___ SUPPLIED MATERIAL ___

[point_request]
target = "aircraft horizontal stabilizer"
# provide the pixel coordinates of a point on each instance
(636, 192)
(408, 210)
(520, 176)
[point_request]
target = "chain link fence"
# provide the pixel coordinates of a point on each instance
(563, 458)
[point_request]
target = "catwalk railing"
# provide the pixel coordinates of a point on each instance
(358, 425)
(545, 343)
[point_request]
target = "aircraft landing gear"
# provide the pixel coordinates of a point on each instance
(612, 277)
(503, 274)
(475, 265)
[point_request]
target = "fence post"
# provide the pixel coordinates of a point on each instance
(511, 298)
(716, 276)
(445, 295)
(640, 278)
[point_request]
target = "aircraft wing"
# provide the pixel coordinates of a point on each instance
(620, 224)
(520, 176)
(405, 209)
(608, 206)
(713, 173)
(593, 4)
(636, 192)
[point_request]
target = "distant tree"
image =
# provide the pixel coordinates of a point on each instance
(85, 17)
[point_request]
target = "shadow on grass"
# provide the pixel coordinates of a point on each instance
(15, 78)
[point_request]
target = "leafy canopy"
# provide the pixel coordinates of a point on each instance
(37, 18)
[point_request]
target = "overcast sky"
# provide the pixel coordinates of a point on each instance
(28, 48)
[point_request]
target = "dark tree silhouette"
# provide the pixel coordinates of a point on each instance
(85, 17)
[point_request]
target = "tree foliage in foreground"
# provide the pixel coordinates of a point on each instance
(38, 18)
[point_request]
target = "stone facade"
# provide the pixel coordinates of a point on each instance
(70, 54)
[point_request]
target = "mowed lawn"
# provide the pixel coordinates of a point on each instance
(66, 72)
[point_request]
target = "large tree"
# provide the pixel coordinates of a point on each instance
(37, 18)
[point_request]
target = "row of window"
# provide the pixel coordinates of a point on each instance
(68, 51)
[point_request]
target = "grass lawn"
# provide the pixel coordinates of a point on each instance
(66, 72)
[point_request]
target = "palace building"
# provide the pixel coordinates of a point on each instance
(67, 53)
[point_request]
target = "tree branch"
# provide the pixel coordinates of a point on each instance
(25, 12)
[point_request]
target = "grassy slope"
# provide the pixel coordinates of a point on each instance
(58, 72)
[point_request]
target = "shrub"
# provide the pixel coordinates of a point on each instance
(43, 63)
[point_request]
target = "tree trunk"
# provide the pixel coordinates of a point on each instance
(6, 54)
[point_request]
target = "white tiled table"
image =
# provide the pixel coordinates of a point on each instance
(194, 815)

___

TASK BRIEF:
How many lines in the listing above contain the string "tree"? Reply with the number only.

FINISHED TASK:
6